-- Exercise instructions --
Can you retype every record below exactly as written?

-- The data --
■ ■ ■ ■ ■ ■ ■

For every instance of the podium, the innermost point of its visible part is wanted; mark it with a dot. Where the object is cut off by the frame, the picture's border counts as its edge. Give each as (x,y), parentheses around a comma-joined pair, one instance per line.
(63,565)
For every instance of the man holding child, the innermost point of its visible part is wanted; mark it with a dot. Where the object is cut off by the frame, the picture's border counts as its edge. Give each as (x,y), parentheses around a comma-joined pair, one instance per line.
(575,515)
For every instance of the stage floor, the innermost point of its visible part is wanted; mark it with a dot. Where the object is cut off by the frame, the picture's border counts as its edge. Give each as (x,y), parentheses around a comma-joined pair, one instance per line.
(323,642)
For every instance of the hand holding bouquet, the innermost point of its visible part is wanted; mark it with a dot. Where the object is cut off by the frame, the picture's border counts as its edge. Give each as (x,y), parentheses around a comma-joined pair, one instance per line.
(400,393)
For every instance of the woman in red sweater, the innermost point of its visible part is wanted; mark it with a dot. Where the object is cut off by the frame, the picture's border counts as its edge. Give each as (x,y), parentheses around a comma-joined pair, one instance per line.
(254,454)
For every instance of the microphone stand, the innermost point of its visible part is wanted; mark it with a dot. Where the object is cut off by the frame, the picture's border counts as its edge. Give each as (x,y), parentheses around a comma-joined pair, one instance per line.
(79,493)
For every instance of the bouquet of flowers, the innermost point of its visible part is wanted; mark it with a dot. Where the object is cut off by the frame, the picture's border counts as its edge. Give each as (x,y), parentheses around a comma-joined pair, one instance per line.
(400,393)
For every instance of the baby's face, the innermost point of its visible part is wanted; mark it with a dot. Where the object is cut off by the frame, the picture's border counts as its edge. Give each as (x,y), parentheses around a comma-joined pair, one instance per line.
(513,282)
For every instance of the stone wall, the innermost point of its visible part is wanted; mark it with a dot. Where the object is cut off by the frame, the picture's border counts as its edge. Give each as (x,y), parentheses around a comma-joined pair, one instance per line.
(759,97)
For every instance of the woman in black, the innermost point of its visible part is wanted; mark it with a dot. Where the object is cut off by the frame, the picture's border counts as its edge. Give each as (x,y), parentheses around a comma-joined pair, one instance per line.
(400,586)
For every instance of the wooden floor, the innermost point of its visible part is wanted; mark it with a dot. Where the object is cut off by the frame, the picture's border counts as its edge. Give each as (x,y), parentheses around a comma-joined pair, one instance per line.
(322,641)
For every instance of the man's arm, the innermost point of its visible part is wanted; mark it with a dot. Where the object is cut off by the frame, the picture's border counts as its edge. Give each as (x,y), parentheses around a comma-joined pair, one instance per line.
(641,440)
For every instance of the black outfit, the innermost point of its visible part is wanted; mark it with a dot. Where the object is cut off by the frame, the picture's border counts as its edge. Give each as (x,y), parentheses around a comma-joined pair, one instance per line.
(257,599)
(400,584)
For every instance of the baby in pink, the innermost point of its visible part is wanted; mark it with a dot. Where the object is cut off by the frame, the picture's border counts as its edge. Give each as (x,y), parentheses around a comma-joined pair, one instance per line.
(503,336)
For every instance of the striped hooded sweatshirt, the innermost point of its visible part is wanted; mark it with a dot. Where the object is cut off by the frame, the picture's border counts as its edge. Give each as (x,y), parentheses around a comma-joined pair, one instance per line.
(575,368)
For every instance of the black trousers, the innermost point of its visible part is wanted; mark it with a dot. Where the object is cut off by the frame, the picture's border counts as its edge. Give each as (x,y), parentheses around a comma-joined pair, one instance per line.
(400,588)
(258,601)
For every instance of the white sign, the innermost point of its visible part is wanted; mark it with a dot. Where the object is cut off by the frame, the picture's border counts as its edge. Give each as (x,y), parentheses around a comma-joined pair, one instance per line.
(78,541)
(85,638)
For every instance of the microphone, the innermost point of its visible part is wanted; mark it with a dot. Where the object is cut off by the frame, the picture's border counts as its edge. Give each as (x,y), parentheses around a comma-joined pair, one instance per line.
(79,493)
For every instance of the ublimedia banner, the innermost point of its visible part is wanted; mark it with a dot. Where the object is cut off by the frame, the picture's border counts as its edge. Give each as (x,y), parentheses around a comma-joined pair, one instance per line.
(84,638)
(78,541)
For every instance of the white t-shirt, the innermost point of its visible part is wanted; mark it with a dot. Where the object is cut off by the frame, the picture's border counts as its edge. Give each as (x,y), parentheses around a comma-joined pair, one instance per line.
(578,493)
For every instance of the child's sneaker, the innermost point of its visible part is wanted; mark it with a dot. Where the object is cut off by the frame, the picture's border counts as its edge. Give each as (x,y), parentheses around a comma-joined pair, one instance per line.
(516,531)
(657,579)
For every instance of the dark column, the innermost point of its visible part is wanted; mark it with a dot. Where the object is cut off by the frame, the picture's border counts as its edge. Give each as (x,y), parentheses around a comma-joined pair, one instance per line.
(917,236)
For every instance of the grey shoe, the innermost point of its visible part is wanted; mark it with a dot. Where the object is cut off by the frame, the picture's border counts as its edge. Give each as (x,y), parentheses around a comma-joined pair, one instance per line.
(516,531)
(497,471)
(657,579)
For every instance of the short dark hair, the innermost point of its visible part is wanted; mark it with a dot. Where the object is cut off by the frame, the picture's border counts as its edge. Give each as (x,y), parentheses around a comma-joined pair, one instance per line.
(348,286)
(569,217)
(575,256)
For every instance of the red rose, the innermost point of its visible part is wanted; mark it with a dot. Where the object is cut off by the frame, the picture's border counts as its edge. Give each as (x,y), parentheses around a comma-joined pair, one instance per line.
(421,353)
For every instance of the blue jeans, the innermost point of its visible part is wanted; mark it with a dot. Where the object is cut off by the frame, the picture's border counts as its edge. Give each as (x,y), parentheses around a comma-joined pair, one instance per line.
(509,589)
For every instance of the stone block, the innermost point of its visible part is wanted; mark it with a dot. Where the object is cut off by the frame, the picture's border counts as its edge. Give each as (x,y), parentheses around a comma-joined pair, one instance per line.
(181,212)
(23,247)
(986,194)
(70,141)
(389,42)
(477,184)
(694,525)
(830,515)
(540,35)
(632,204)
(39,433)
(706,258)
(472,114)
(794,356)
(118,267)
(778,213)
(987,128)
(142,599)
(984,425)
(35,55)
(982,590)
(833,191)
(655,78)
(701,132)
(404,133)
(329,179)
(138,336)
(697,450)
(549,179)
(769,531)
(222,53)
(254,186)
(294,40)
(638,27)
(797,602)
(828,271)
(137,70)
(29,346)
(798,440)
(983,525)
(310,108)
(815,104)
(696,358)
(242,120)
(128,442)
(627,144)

■ ■ ■ ■ ■ ■ ■

-- Output for this exercise --
For every instance of the podium, the innermost point of its visible part is wanted; mark it with a dot. Where the object is cut off by the frame, the picture's border counts as its edge. Give each as (x,y), parentheses around a comma-joined pair, one instance per line.
(63,565)
For every instance of the man holding child, the innermost point of its visible part is wanted; mark it with a dot. Where the object is cut off by the frame, the picture's border counts as its edge. Give each as (x,y), parentheses around a comma-joined pair, one instance per line.
(575,515)
For every instance of the stage floor, the innermost point of its visible part is wanted; mark it with a dot. Where the object is cut off by the frame, the picture's border counts as its edge. Give each as (x,y), parentheses around a comma-joined pair, one instance per line.
(323,642)
For every instance of the hand holding bouquet, the innermost point of its visible part is wanted; mark it with a dot. Where the object is cut off by the frame, the picture's border counts as its edge. Give each as (x,y), parentheses around a comma-joined pair, one instance per line.
(400,393)
For every instance of the woman in red sweater, the innermost point of its visible part is wanted; mark it with a dot. Where the object is cut off by the frame, the picture's border counts as its edge. Give each as (x,y), parentheses around a comma-joined pair, one instance per line.
(254,454)
For every instance of the microphone stand, the innermost point of its visible part is wanted; mark it with a dot. Where the object is cut off by the frame, the picture's border counts as its edge. Give each as (x,y), parentheses around a comma-joined pair, one instance per line.
(79,493)
For every instance of the bouquet of flowers, the innermost point of its visible part is wanted; mark it with a dot. Where the object is cut off by the frame, the picture's border counts as its edge. Give each as (x,y), parentheses around a comma-joined pair, one instance per line.
(400,393)
For every instance of the baby's face, the innermost point of its visible part is wanted; mark it with a dot. Where the object is cut off by the frame, the picture's border counts as its edge. Give each as (x,y), parentheses around a comma-joined pair, one instance per line.
(513,282)
For every instance of the stone wall, the innermost point of its visible part is wanted; mark it with a dot. Where the object is cut off by the frame, the picture's border counts as its edge. Give each as (x,y), parentheses around a comma-joined pair, one instance per line.
(759,97)
For every instance of the woman in black, the innermost point of its visible part is wanted; mark it with a dot. Where the object is cut off by the frame, the picture's border counts as its edge. Give each as (x,y), parentheses around a comma-joined pair, one instance per line.
(400,586)
For every instance of the wooden floor, the innermost point of its visible part is wanted; mark it with a dot. Where the object is cut off by the frame, the picture's border counts as its edge. Give each as (x,y), parentheses around a comma-joined pair, one instance per line.
(322,641)
For every instance of the man's arm, the innermost point of its visible part is wanted; mark it with a dot. Where the object is cut off by the frame, the picture's border counts as its edge. Give each as (x,y), parentheses around a comma-joined pair, one instance per line.
(641,440)
For every instance of the black outfit, the innermost point of its visible part is wanted; mark it with a dot. Where the object is cut off by the frame, the picture's border counts as its edge. Give each as (x,y), parentheses around a comma-joined pair, one instance per line.
(257,599)
(400,584)
For every instance of the baby in pink, the innermost point of its visible part is wanted; mark it with a dot. Where the object is cut off by the frame, the picture's border counts as its edge. Give each as (x,y), parentheses around a comma-joined pair, one instance per line.
(503,336)
For every instance of the striped hooded sweatshirt, the innermost point of its visible part is wanted; mark it with a dot. Where the object is cut off by the frame, the picture's border counts as its edge. Give each as (x,y), parentheses around a comma-joined pair, one instance per line.
(575,368)
For every instance of the black trousers, the innermost point of its visible part is wanted; mark it with a dot. Where the object is cut off by the frame, the picture's border counts as its edge. Give each as (x,y), parentheses around a comma-joined pair, one instance per line.
(400,588)
(258,601)
For every instance of the white sign, the innermost point of its visible part is wanted; mark it with a dot. Where the object is cut off by the frame, the picture's border counts as its edge. Give each as (x,y), parentheses around a comma-joined pair, one instance per line.
(78,541)
(85,638)
For every instance of the microphone, the innermost point of its visible part is wanted; mark it with a dot. Where the object is cut off by the frame, the picture's border counts as its edge. Give each as (x,y), parentheses around a comma-joined pair, one instance per line.
(79,493)
For every instance of the ublimedia banner, the innermost point of its visible part is wanted; mark it with a dot. Where the object is cut off by the frame, the picture's border counts as its edge. Give each as (x,y), parentheses around a comma-joined pair, one instance per line.
(84,638)
(78,541)
For every instance of the white t-shirt, the innermost point of its visible part is wanted; mark it with a dot. Where the object is cut off by the frame, the picture's border counts as its edge. Give each as (x,y), parentheses around a comma-joined pair, one instance per line.
(578,493)
For every instance of the child's sneaker, the innermost point of its visible part is wanted; mark it with a dot. Where the object is cut off by the frame, the picture's border counts as its edge. Give each as (x,y), parentheses around a comma-joined pair, one instance per line.
(516,531)
(657,579)
For every instance of the dark column, the innermost point of its visible part is wanted; mark it with a dot. Where the object is cut off by the frame, the picture's border counts as its edge. Give each as (x,y), parentheses around a comma-joined pair, one instance per line.
(917,236)
For every instance of the grey shoe, the innermost point of its visible part is wanted; mark it with a dot. Where the object is cut off by the frame, the picture's border counts as its edge. Give each as (x,y), parentheses around a comma-joined pair, one instance per line.
(516,531)
(497,471)
(657,579)
For every instance of the short dark hair, the innermost point of its visible part is wanted; mark it with a dot. Where the object is cut off by the frame, the picture's border counts as its edge. Give each as (x,y), parentheses around a comma-joined pair, one instance per line.
(348,286)
(569,217)
(575,256)
For every instance of the red rose, the innermost point of its visible part is wanted; mark it with a dot. Where the object is cut off by the frame, the picture's border counts as its edge. Give each as (x,y), parentheses around a comma-joined pair, one instance per line.
(421,353)
For every instance of the blue jeans, the innermost point of its visible part is wanted; mark it with a dot. Where the object is cut off by the frame, the picture's border counts as its edge. Give each as (x,y), parentheses around a comma-joined pair, one instance per line.
(509,589)
For every instance of the stone block, the innermost point of its visible part is wanted; mark it with a dot. Where the object is cut off by the frame, the picture's border counts as its edge. Give each as (x,y), parentheses around a comma-joined pair, one instance per line.
(181,212)
(23,247)
(986,194)
(70,141)
(389,42)
(477,184)
(694,525)
(830,515)
(540,35)
(632,204)
(39,433)
(706,258)
(472,114)
(794,356)
(118,267)
(778,213)
(987,128)
(142,599)
(984,425)
(35,55)
(982,590)
(833,191)
(655,78)
(701,132)
(404,133)
(329,179)
(138,336)
(697,450)
(549,179)
(769,531)
(222,53)
(254,186)
(294,40)
(638,27)
(797,602)
(828,271)
(137,70)
(29,346)
(798,440)
(983,525)
(310,108)
(815,104)
(696,358)
(242,120)
(128,442)
(627,144)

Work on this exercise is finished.